Written problem. Please repeat word for word the part of the article on Paris art before 1848 that runs from "The Counter Reformation" up to and including "and elaborate ornamentation.".

Extract.
>> Begin

Alison Cullen
Prehistory of Paris: Art Before 1848
During
the 1500’s and 1600’s, important developments in Europe changed
the course and progress of society, and consequently, that of art.
The Counter Reformation (the Roman Catholic Church’s response to
the Protestant Reformation) and the rise of nationalism helped to
bring about the baroque and rococo styles, which dominated the 1600’s
and 1700’s. The baroque style was used by the Catholic Church to
inspire religious emotional reactions and to therefore spread Catholic
ideas and teachings to combat Protestantism. Characteristics of
the baroque style included clarity, emotion, realism, and nationalism.[1]
Toward
the end of the 1600’s, the rococo style developed in France, flourishing
from 1720 to 1780. The style is very similar to that of baroque,
although generally on a smaller scale. The Rococo style used regular
flowing curves, shimmering surfaces, and elaborate ornamentation.
However, it occasionally emulates a feeling of relaxation, or even
weariness. Generally, the artists dealt with playful and less serious
themes than that of the baroque period. Two dominant French artists
of the period were Antoine Watteau and Jean Honore Fragonard, whose
works include “The
Embarkation for Cythera,” and “The
Swing.” Both of these paintings reflect the light-hearted and
imaginary themes of the art of this period, both reactions to the
“cold academic paintings of serious subjects”[2]
of the 1700’s.

>> End

Material shown.
>> Begin

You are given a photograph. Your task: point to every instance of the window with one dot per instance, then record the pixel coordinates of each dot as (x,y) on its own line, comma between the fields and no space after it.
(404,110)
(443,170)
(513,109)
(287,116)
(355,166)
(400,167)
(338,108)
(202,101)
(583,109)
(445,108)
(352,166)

>> End
>> Begin

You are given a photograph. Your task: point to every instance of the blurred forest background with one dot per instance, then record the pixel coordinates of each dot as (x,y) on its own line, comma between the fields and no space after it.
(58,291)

>> End
>> Begin

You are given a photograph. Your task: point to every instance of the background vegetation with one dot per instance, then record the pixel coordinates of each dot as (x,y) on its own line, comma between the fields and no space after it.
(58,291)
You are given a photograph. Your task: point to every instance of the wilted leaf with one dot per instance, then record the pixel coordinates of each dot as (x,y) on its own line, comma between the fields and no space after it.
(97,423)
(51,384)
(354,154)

>> End

Exercise response.
The Counter Reformation (the Roman Catholic Church’s response to
the Protestant Reformation) and the rise of nationalism helped to
bring about the baroque and rococo styles, which dominated the 1600’s
and 1700’s. The baroque style was used by the Catholic Church to
inspire religious emotional reactions and to therefore spread Catholic
ideas and teachings to combat Protestantism. Characteristics of
the baroque style included clarity, emotion, realism, and nationalism.[1]
Toward
the end of the 1600’s, the rococo style developed in France, flourishing
from 1720 to 1780. The style is very similar to that of baroque,
although generally on a smaller scale. The Rococo style used regular
flowing curves, shimmering surfaces, and elaborate ornamentation.